===== Text shown =====

Bird flu or otherwise known as avian influenza is caused by a virus found mainly in birds. But it can also infect humans. In fact, there have been more than 200 confirmed cases of human infections since 2004. Most of these cases resulted from close human contact with infected birds. Infected human beings display symptoms such as fever, muscle aches and cough which are typical influenza symptoms. However, they may also suffer from respiratory distress and other such complications.
The virus in question, influenza A, has many subtypes such as H2N2 and H1N1. The current strain that has been spreading is H5N1. Although it spreads quite easily in birds, its still, thankfully, not prevalent among humans. Human to human transmission of this strain are still quite rare though there have been some widely reported cases. In Thailand in 2004, there was a suspected case of human to human transmission between an infected child and her mother. And as recent as 2006 in Indonesia, there was a family of 8 where the virus was suspected to have spread from human to human. Fortunately, the infection was contained within the family and outsiders were not affected. Scientific details on how this virus spreads from person to person are still murky and thus, there are those who question if the virus can indeed spread from one person to another. Though research is being conducted in this area, it may be awhile till we know for sure if human to human to transmission is possible.

=====

> [Task item]
Continue the text on bird flu from where it stops. The records that follow are not needed for any of this.

===== Excerpted records =====

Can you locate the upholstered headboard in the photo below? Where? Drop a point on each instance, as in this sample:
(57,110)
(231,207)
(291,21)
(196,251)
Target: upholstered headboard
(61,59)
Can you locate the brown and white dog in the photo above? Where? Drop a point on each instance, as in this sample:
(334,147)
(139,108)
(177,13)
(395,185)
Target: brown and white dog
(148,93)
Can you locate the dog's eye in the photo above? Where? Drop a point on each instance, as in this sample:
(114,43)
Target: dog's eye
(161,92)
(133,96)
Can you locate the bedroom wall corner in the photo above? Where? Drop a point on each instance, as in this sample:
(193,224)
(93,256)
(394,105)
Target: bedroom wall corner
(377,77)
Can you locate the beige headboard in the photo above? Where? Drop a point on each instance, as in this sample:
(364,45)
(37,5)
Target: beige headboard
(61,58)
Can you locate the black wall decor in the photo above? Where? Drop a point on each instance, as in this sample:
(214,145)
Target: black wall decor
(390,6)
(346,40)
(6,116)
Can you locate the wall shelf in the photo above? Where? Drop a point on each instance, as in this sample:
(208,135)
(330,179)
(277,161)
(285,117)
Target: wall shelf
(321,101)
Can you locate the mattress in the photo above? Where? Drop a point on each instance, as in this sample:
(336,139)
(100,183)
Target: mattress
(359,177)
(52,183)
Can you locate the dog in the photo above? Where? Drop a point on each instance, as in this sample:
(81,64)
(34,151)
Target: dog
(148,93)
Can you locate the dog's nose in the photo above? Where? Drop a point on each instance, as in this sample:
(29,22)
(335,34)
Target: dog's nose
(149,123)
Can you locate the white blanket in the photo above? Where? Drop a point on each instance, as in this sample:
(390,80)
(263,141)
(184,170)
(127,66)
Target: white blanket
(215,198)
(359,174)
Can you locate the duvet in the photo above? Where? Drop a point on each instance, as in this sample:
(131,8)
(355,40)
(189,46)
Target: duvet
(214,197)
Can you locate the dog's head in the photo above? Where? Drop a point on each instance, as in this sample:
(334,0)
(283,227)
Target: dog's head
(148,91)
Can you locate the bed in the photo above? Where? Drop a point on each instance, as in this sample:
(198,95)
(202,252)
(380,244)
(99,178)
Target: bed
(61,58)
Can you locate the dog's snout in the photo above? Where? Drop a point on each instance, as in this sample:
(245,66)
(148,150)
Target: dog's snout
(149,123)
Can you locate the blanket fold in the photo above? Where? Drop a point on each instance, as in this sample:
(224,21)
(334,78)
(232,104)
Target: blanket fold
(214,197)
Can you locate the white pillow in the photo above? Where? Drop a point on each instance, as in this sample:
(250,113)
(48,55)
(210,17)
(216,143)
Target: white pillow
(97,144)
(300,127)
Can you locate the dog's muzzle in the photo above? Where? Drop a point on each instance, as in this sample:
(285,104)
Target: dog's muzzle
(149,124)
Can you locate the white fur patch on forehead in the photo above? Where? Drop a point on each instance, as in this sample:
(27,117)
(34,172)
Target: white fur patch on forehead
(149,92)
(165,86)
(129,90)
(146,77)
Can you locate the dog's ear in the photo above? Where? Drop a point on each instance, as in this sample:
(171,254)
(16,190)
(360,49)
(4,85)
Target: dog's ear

=====

> [Result for this exercise]
There is however a note of concern. Influenza A, being a virus, is capable of mutating. Through a process known as antigenic drift, H5N1 has mutated into various strains, some pathogenic to one species but not affecting others whilst others affect a variety of species. Through such a process, H5N1 might mutate into a strain that easily infects and spreads among humans. That might then cause a worldwide pandemic which would end in the death of up to 150 million humans.